* **EXCERPT**:
+ + + +
File photo
File photo
A tax law passed by the State of Illinois in 2017 has myriad issues, according to the Better Government Association.
In an article from the Herald Review, critics noted the law was originally meant to promote diversity in the state's commerce by requiring companies that received tax breaks by the state to report how much of their product comes from women- and minority-owned vendors. However, in the three years since the law's passing, a majority of that data has not been reported. There are 119 Illinois companies that have accumulated more than $150 million in tax breaks have yet to submit any such report. Additionally, out of the 61 businesses that did provide a report, almost 75 percent of them did not provide the specific data the law was meant to gather.
The Better Government Association said these problems can be largely blamed on Gov. J.B. Pritzker's administration, and the administration of his predecessor, Bruce Rauner. The article said the current and former governor "failed to enforce the law, according to the sponsors of the legislation," by allowing the tax breaks to continue for companies that failed to submit the minority- and women-owned vendor forms.
The report found that even in the firms that did submit the forms, the administrations allowed the law to be interpreted as companies could file paperwork that was missing crucial information. The result, the Better Government Association said, is a lack of any significant data that would have offered insight into how much large companies seeking breaks from the taxpayers are patronizing women- and minority-owed vendors.
+ + + +
* **DATASET EXCERPTS**:
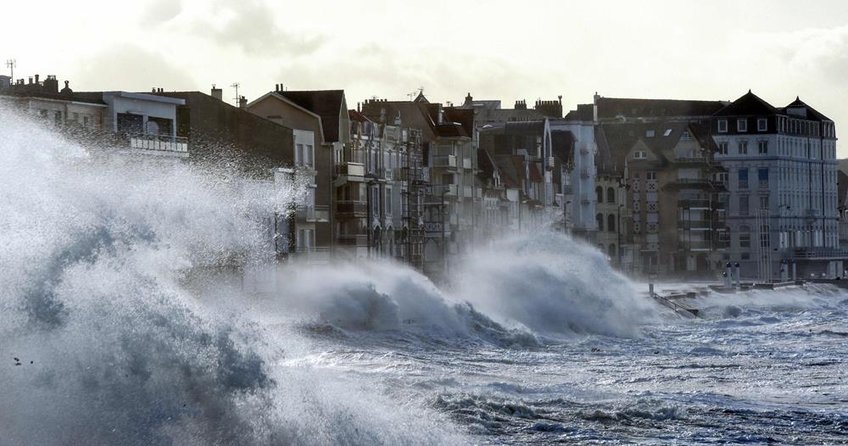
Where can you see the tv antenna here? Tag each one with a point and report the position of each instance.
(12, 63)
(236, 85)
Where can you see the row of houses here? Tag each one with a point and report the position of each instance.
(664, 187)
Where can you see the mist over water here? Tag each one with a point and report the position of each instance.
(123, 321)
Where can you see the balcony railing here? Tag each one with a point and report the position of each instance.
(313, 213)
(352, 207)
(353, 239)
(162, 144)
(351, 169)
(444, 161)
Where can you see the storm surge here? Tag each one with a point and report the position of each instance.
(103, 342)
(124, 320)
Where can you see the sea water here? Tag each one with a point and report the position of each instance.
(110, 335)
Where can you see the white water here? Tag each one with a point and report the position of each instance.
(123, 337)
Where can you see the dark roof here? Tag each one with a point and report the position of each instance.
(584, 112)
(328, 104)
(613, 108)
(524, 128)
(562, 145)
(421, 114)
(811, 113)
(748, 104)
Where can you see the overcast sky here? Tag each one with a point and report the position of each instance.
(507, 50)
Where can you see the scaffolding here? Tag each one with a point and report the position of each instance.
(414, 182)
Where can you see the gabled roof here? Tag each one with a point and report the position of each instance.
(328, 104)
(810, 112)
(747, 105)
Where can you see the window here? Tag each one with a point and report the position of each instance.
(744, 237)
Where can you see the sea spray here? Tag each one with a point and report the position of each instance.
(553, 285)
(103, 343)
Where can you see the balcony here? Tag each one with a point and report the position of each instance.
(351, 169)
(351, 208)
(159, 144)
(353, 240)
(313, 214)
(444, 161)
+ + + +
* **REQUIREMENT**: In the article on the Illinois tax law, copy word for word the passage from "In an article" up to and including "meant to gather.".

* **EXERCISE OUTPUT**:
In an article from the Herald Review, critics noted the law was originally meant to promote diversity in the state's commerce by requiring companies that received tax breaks by the state to report how much of their product comes from women- and minority-owned vendors. However, in the three years since the law's passing, a majority of that data has not been reported. There are 119 Illinois companies that have accumulated more than $150 million in tax breaks have yet to submit any such report. Additionally, out of the 61 businesses that did provide a report, almost 75 percent of them did not provide the specific data the law was meant to gather.